* Begin LISTED RECORDS *
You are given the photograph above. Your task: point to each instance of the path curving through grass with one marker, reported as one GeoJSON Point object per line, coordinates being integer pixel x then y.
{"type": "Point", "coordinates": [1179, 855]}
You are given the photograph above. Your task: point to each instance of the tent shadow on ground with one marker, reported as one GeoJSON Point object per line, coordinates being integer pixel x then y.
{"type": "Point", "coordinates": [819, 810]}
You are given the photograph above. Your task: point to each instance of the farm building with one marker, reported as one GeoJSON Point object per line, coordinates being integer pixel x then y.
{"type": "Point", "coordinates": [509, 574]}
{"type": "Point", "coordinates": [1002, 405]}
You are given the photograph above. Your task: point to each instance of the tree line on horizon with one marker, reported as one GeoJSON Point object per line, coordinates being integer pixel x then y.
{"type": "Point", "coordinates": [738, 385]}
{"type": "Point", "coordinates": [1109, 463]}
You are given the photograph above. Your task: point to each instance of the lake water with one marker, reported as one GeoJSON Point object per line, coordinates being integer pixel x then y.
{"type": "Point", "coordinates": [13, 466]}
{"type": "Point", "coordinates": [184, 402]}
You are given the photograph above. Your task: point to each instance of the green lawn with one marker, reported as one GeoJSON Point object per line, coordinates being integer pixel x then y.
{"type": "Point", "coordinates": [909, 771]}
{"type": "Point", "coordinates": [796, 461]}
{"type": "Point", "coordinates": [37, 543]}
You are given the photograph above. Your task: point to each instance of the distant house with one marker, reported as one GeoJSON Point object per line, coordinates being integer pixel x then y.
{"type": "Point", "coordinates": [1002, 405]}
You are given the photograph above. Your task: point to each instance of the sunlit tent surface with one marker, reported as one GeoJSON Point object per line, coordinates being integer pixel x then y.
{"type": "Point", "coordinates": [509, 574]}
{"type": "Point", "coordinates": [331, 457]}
* End LISTED RECORDS *
WHAT THIS TASK INVOLVES:
Output all of the lines above as a numbered list, leaving out any blank lines.

EXERCISE ANSWER:
1. You are given the photograph above. Your task: point to each instance of the path curving through grass with one marker, reported as one GeoJSON Point object per line, coordinates being integer pixel x then y.
2. {"type": "Point", "coordinates": [1179, 855]}
3. You are given the photograph above. Your task: point to each instance of the tent shadow on ground with one marker, reported as one GeoJSON Point object per line, coordinates being integer pixel x then y.
4. {"type": "Point", "coordinates": [819, 810]}
5. You are given the photograph above. Your task: point to each instance of the farm building with one marker, reported as one GeoJSON Point object per line, coordinates being integer pixel x then y.
6. {"type": "Point", "coordinates": [509, 574]}
7. {"type": "Point", "coordinates": [1002, 405]}
8. You are given the photograph above. Your task: point to each instance of the tree line on horizon with one marker, reported as one GeoJSON Point object per line, coordinates being integer pixel x then y.
9. {"type": "Point", "coordinates": [738, 385]}
10. {"type": "Point", "coordinates": [1109, 463]}
11. You are given the photograph above. Your task: point to each instance of the lake water with one marker, reported as one GeoJSON Point object per line, coordinates being integer pixel x then y.
12. {"type": "Point", "coordinates": [13, 466]}
13. {"type": "Point", "coordinates": [184, 402]}
14. You are given the photograph above. Your task: point to each instance of the green lawn with one marker, reported as one GeoJSON Point object per line, coordinates being integer pixel x then y.
15. {"type": "Point", "coordinates": [909, 771]}
16. {"type": "Point", "coordinates": [796, 461]}
17. {"type": "Point", "coordinates": [37, 543]}
18. You are given the photograph above. Your task: point to each instance of the distant house with one marker, reported as one GeoJSON Point object per line, coordinates being integer pixel x then y.
19. {"type": "Point", "coordinates": [1002, 405]}
20. You are given the photograph above. Your task: point to each instance of the sunlit tent surface with one marker, reported as one GeoJSON Point object per line, coordinates being integer pixel x then y.
21. {"type": "Point", "coordinates": [509, 574]}
22. {"type": "Point", "coordinates": [331, 457]}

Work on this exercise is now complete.